» **The task**: Output the lines between the line holding "[tag] blue hydrangea" and the line holding "Target: blue hydrangea flower", inclusive, as a Markdown table with the columns No. and Text, skipping any blank lines.

(Data drawn from a collection)
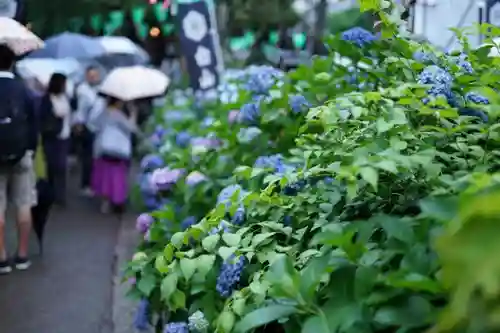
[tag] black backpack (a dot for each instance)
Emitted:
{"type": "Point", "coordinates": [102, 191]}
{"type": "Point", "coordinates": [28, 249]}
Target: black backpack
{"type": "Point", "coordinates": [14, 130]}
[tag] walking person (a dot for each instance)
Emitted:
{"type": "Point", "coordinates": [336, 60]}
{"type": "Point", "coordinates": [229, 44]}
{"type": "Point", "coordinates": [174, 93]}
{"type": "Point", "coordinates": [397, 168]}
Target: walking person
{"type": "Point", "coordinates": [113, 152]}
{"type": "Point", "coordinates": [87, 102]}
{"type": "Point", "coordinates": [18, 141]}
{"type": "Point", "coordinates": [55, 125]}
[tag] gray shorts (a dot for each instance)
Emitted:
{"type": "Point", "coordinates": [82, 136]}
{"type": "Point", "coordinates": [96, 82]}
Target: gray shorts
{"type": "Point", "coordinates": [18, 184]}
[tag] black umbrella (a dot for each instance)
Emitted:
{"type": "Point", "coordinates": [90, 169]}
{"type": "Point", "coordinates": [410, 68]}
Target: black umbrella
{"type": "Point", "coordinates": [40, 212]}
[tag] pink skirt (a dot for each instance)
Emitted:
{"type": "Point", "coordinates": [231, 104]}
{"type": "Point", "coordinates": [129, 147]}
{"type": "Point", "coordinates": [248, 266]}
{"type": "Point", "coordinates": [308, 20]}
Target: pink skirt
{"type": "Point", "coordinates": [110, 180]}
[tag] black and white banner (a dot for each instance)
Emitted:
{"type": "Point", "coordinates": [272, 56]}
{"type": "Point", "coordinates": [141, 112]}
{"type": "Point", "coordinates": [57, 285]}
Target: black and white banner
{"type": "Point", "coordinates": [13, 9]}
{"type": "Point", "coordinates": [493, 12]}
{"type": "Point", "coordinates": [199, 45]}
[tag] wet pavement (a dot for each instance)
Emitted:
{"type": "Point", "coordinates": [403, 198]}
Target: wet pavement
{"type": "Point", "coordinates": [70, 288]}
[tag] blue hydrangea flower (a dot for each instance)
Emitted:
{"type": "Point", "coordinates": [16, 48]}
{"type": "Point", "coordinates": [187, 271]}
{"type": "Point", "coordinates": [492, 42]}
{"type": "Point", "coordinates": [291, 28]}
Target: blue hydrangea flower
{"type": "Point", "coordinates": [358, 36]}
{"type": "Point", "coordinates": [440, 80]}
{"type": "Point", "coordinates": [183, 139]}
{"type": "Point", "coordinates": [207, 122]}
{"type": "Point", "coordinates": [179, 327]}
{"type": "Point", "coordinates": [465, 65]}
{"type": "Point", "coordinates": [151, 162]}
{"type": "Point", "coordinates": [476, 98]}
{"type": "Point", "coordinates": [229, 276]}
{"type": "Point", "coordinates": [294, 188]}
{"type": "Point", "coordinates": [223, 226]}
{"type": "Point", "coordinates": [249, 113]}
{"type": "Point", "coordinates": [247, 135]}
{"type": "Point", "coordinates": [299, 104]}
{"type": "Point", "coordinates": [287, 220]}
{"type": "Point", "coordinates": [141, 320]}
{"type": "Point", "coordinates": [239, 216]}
* * *
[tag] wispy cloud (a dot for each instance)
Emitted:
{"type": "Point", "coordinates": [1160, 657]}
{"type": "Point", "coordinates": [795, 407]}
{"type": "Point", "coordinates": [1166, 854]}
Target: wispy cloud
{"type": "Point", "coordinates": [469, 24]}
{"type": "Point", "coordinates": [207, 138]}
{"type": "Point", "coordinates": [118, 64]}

» **Full solution**:
| No. | Text |
|---|---|
| 1 | [tag] blue hydrangea flower (a dot for each instance) |
| 2 | Emitted: |
| 3 | {"type": "Point", "coordinates": [16, 48]} |
| 4 | {"type": "Point", "coordinates": [187, 271]} |
| 5 | {"type": "Point", "coordinates": [492, 42]} |
| 6 | {"type": "Point", "coordinates": [291, 28]} |
| 7 | Target: blue hydrangea flower |